### DOCUMENT SEGMENT
Adobe’s new “Cloak” technology is like content aware fill for video

John Aldred

John Aldred is a photographer with over 25 years of experience in the portrait and commercial worlds. He is based in Scotland and has been an early adopter – and occasional beta tester – of almost every digital imaging technology in that time. As well as his creative visual work, John uses 3D printing, electronics and programming to create his own photography and filmmaking tools and consults for a number of brands across the industry.

The Adobe MAX conference just ended today, and its closing brought about some very cool sneak peeks of Adobe tech. One such piece of new technology is what Adobe call “Cloak”. It allows you to remove unwanted things from videos. Essentially, it’s like Content Aware Fill for video. And it’s pretty amazing.

Adobe do warn, though this is an early look at the technology. It may or may not be features that they integrate into products down the road. But I can’t imagine that this won’t be added into After Effects (in which the tech was demonstrated) or Premiere somewhere down the line.

This kind of thing can “sort of” be done right now with a whole lot of work. You’ve got camera tracking, masking, copying and pasting and painting on multiple layers. You might even need to recreate the entire scene in 3D to fake it in something like Blender. And even then, unless you work for a visual effects house, the time and computing power for complex scenes just isn’t realistic.

### DIRECTIONS
1: List every software program named in the Cloak article.
2: Answer these questions about the Cloak article:
(a) Where is John Aldred based?
(b) In which program was Cloak demonstrated?
(c) The closing of which event brought the sneak peeks?
3: Carry on the Cloak article from its last sentence, in the same voice.
The records that come after the Cloak article are separate material and have nothing to do with it.

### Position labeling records
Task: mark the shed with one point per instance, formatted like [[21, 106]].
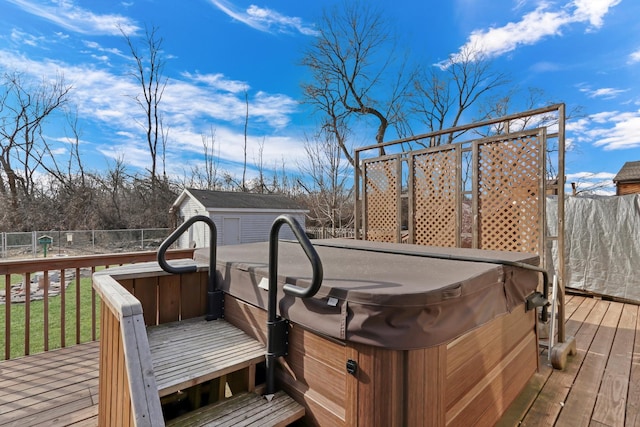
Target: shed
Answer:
[[239, 217], [627, 180]]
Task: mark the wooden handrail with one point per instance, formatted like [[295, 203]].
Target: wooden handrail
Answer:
[[27, 268]]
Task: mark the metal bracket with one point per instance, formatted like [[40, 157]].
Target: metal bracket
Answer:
[[215, 305], [278, 337], [536, 299]]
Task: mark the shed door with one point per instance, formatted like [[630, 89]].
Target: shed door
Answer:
[[230, 231]]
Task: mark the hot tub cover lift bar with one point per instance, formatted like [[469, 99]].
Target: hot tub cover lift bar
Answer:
[[277, 327]]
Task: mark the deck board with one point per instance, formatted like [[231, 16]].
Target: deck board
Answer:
[[205, 350], [599, 387], [56, 388]]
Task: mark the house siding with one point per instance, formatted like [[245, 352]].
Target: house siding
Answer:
[[245, 222], [624, 188], [199, 233], [255, 227]]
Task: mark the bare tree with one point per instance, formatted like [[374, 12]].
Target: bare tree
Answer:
[[443, 93], [148, 72], [324, 178], [23, 112], [246, 129], [355, 72]]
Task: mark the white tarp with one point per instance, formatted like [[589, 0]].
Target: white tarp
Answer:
[[602, 244]]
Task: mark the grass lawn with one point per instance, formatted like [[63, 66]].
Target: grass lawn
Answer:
[[36, 336]]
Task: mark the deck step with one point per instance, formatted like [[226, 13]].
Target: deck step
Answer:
[[190, 352], [245, 409]]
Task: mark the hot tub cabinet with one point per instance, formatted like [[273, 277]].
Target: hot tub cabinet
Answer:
[[394, 337]]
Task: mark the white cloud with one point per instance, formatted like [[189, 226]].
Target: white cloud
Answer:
[[74, 18], [593, 183], [534, 26], [264, 19], [191, 107], [605, 92], [218, 81], [611, 130], [593, 10]]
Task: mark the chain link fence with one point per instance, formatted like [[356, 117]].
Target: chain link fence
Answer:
[[35, 244]]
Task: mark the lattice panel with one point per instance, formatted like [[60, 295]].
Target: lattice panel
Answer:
[[509, 200], [382, 197], [435, 192]]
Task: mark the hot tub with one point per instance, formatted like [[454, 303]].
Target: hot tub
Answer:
[[397, 335]]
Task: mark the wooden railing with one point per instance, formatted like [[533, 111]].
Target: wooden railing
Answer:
[[37, 323], [132, 298]]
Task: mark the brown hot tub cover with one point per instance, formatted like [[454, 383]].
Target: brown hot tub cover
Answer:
[[389, 300]]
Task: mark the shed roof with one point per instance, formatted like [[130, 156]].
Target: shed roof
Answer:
[[630, 172], [241, 200]]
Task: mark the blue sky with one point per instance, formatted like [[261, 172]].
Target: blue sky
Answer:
[[584, 52]]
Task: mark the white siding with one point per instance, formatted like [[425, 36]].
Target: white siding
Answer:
[[199, 232], [255, 227]]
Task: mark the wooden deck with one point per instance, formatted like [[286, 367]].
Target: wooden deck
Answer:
[[600, 387], [56, 388]]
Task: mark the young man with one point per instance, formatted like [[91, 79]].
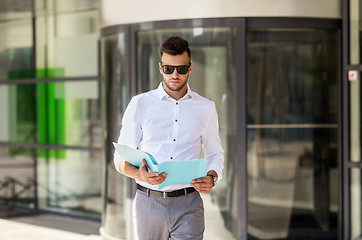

### OUTPUTS IN ORDER
1: After Effects, Premiere, Blender

2:
(a) Scotland
(b) After Effects
(c) The Adobe MAX conference

3:
Cloak, however, seems to make light work of the lamp post in the scene above. Now, in the previous example, the missing information is there in other frames. It’s relatively straightforward to figure out what should go where given the capabilities of existing software. What is very impressive, though, is this next example.

Here, Cloak is used to remove the chest strap from the guy’s backpack. The application never sees what’s actually underneath this strap, but manages to get rid of it seamlessly.

If you look extremely closely, there is a little artifacting, but it’s very subtle. No doubt the higher resolution the footage, the more apparent this becomes. But, it’s still very early days for this technology. No doubt by the time it hits an official release, assuming it does, they’ll have cleaned up these kinds of issues.

As impressive as this is, I think it’ll be most effective on the little things. Removing the tripod or selfie stick from 360 video footage. Getting rid of dust on your sensor or specs backlit scratches on your lens filters.

But, impressive it is. This is the kind of feature that may finally see me make the jump from CS6 to CC.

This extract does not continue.